**Material for this exercise**
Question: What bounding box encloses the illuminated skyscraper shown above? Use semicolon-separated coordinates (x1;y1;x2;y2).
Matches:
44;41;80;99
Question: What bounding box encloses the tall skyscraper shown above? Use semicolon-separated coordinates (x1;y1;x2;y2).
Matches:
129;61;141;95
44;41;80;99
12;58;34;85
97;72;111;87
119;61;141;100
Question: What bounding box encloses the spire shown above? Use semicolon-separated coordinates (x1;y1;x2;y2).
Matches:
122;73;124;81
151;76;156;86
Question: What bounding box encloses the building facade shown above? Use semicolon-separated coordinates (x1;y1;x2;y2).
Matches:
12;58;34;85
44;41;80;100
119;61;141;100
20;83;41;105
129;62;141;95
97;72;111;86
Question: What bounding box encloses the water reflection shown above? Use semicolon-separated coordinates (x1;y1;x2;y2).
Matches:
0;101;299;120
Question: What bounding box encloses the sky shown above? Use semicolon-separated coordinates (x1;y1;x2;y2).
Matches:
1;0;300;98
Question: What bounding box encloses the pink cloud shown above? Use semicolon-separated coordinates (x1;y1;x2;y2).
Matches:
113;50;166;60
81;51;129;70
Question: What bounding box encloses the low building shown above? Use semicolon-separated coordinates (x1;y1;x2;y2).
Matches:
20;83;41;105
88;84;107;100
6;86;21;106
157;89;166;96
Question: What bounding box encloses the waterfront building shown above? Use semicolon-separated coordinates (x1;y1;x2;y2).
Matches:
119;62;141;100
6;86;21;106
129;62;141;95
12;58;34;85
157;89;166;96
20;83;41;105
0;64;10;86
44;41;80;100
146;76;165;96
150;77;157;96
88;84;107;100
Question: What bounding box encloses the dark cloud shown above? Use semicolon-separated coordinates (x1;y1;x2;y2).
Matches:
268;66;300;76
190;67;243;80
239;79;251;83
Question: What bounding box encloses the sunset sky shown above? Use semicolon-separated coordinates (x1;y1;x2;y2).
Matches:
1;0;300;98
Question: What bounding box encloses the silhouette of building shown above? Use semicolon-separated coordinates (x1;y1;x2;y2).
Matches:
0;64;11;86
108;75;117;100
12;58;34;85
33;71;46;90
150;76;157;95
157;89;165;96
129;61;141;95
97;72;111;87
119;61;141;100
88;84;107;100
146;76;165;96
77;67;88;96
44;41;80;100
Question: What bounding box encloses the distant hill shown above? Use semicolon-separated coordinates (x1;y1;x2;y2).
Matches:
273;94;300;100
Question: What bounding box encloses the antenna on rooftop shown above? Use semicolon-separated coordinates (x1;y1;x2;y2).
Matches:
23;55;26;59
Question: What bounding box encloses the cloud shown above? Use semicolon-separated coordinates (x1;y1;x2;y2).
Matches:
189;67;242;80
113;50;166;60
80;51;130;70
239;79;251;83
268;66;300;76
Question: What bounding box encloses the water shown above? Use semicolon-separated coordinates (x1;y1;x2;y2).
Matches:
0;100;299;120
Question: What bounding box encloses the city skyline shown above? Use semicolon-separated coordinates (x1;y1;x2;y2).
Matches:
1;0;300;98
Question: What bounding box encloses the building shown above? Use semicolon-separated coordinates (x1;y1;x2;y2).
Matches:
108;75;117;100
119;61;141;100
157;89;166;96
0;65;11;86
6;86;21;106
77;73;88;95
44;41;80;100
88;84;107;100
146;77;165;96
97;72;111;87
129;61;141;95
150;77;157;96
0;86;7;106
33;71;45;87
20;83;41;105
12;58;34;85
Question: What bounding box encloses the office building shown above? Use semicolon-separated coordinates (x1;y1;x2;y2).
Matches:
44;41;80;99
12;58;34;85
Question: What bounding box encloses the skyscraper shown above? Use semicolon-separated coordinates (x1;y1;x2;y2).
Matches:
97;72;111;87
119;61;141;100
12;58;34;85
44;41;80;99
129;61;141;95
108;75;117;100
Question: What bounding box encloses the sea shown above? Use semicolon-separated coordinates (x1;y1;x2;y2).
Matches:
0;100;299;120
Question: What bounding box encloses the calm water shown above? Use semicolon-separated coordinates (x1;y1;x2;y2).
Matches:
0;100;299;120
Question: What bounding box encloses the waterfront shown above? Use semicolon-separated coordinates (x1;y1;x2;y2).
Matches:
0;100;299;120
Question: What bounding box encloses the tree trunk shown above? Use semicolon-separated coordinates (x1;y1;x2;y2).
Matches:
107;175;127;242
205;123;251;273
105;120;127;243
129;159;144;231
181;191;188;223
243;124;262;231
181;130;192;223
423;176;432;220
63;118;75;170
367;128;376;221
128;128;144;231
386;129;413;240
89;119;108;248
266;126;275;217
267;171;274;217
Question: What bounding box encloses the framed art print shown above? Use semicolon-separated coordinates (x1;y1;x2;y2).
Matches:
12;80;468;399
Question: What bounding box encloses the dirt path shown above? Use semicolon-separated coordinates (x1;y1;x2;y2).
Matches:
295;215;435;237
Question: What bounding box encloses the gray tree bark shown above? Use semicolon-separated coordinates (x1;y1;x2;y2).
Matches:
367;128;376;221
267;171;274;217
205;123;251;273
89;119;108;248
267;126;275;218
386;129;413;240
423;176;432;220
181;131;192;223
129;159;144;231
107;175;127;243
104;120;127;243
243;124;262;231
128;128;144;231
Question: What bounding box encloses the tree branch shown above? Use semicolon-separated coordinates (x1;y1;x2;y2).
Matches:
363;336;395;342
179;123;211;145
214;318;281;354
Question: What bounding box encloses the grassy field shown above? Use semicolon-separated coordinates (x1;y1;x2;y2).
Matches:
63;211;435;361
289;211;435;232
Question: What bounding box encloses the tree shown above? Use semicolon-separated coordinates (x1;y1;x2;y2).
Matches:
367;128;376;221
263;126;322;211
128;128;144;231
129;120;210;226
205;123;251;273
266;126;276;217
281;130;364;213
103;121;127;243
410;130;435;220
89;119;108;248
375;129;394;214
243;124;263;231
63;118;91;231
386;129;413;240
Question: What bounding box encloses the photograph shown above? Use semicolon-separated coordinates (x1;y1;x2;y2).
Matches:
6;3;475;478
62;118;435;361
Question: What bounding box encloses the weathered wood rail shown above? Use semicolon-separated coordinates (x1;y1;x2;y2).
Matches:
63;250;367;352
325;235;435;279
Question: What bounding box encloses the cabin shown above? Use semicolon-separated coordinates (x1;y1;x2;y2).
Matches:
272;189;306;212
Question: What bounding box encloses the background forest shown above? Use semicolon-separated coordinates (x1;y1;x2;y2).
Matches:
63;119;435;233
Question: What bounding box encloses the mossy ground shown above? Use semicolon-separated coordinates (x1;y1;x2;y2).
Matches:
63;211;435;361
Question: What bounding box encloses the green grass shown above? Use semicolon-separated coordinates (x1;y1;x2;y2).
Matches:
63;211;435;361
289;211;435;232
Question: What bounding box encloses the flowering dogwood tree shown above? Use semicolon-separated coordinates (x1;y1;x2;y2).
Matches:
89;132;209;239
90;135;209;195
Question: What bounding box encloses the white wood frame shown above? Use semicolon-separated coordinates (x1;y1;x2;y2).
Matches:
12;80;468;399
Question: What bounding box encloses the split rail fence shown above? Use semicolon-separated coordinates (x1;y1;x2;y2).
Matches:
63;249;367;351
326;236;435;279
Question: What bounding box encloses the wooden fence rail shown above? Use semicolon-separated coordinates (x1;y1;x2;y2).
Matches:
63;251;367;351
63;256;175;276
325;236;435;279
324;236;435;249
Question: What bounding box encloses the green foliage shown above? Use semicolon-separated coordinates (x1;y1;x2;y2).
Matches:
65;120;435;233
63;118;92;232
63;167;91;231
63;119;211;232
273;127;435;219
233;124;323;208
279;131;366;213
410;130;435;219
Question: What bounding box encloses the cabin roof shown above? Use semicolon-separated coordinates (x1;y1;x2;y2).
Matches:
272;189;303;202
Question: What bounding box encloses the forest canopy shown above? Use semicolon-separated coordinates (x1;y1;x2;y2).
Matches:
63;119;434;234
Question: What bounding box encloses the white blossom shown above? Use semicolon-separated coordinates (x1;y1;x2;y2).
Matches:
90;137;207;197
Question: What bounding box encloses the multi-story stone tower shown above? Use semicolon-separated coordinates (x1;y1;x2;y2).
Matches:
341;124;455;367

**What you have to do**
Please copy each line of the entries in which the word "green" shows up.

**Result for this exercise**
Question: What bounding box encloses the green grass shown above? Use semicolon-separated coordinates (x1;y1;x2;y2).
Question: What bounding box encloses the green foliage shown above? Use semicolon-separated coordinates (x1;y1;x2;y2).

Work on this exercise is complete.